WORK INSTRUCTION
Revise the entries below so that every "rough mask" becomes "coarse mask", and keep everything else the same.

TASK INPUT
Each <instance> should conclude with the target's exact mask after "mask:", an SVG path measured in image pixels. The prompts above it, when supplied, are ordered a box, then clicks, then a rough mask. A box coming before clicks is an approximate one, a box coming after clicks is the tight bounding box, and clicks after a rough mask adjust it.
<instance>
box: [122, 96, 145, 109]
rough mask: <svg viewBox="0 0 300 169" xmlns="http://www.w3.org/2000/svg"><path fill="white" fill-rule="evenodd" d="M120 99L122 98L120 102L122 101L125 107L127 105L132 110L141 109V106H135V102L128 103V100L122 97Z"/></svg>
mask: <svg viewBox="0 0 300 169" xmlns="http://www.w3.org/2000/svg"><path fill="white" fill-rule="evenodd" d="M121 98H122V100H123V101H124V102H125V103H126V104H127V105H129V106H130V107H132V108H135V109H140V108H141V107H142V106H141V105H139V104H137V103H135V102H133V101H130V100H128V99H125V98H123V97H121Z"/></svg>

SOLUTION BELOW
Each <instance> should conclude with the target's exact mask after "mask:", an SVG path measured in image pixels. The prompts above it, when supplied, are ordered a box, then clicks, then a coarse mask. A box coming before clicks is an approximate one, a box coming after clicks is the tight bounding box, and clicks after a coarse mask adjust it.
<instance>
box: [122, 96, 145, 109]
coarse mask: <svg viewBox="0 0 300 169" xmlns="http://www.w3.org/2000/svg"><path fill="white" fill-rule="evenodd" d="M120 99L122 98L120 102L122 101L125 107L127 105L132 110L141 109V106H135V102L128 103V100L122 97Z"/></svg>
mask: <svg viewBox="0 0 300 169" xmlns="http://www.w3.org/2000/svg"><path fill="white" fill-rule="evenodd" d="M121 98H122V100H123V101H124V102H125V103H126V104H127V105H129V106H130V107H132V108H135V109H140V108H141V107H142V106H141V105H139V104H137V103H135V102H133V101H130V100H128V99H125V98H123V97H121Z"/></svg>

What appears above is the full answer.